Required tasks
- a) List each distinct percentage figure that appears in the article on Ohio's Issue 1 vote.
- b) Give the article on Ohio's Issue 1 vote again from "Issue 1 would" to "around $20 million.", swapping "Legislature" for "General Assembly".

Passage for review
——

Supporters of expanding access to abortion in Ohio won a major victory Tuesday night, defeating a ballot measure that would have made it more difficult to amend the state’s constitution. The Associated Press called the special election with an estimated 37% of the votes in, declaring that voters in the Buckeye State rejected Ohio Issue 1.
Issue 1 would not have changed abortion policy directly, but it would have raised the threshold to pass a ballot measure in the state from a simple majority to 60%. Republicans in the state Legislature had called the special election, hoping to undercut a vote in November that will decide whether to amend the state’s constitution to establish protections for reproductive health.
The difference between 50% and 60% could make or break the November vote. A poll last month found support for protecting abortion rights at 58%, in line with a survey last fall that found it at 59%.
The campaign for Issue 1
After a lengthy legislative battle, the Ohio Ballot Board approved the measure in May. Tuesday’s vote was the first statewide election held in August since 1926, and the estimated cost of the special, single-issue election was around $20 million.

——

Records shown
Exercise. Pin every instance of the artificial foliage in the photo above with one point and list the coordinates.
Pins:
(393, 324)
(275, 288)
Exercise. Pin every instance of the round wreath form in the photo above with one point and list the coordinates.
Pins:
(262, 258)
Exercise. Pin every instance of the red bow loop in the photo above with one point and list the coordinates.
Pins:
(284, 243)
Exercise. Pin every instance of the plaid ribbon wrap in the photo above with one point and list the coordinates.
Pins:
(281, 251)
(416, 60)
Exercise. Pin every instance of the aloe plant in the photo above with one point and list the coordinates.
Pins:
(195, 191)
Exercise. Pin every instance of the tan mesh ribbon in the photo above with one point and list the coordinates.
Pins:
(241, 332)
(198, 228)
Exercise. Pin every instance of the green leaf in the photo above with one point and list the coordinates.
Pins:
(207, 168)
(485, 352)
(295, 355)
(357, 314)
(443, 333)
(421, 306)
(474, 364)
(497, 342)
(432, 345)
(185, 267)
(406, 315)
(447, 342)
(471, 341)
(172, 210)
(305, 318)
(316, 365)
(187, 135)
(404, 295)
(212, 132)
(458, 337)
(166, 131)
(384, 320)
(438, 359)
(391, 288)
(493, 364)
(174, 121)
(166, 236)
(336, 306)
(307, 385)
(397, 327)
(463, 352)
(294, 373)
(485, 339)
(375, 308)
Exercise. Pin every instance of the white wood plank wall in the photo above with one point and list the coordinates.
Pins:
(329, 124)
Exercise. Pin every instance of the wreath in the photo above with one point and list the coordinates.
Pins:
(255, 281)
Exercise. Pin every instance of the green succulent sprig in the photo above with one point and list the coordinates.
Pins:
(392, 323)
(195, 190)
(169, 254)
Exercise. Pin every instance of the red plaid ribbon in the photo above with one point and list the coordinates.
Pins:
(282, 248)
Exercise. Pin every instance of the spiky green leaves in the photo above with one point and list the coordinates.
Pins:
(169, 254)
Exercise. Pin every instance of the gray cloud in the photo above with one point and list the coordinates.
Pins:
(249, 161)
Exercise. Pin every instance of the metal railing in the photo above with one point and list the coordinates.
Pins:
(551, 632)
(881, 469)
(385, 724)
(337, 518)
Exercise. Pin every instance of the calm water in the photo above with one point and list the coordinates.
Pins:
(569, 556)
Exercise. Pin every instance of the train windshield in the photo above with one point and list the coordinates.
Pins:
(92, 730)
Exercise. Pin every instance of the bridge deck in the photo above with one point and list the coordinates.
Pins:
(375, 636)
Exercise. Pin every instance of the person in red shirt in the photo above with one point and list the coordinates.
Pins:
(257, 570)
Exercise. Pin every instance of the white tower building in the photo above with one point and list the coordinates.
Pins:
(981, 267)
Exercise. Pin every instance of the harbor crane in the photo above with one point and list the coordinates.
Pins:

——

Responses for each task
- a) 37%, 60%, 50%, 58%, 59%

- b)
Issue 1 would not have changed abortion policy directly, but it would have raised the threshold to pass a ballot measure in the state from a simple majority to 60%. Republicans in the state General Assembly had called the special election, hoping to undercut a vote in November that will decide whether to amend the state’s constitution to establish protections for reproductive health.
The difference between 50% and 60% could make or break the November vote. A poll last month found support for protecting abortion rights at 58%, in line with a survey last fall that found it at 59%.
The campaign for Issue 1
After a lengthy legislative battle, the Ohio Ballot Board approved the measure in May. Tuesday’s vote was the first statewide election held in August since 1926, and the estimated cost of the special, single-issue election was around $20 million.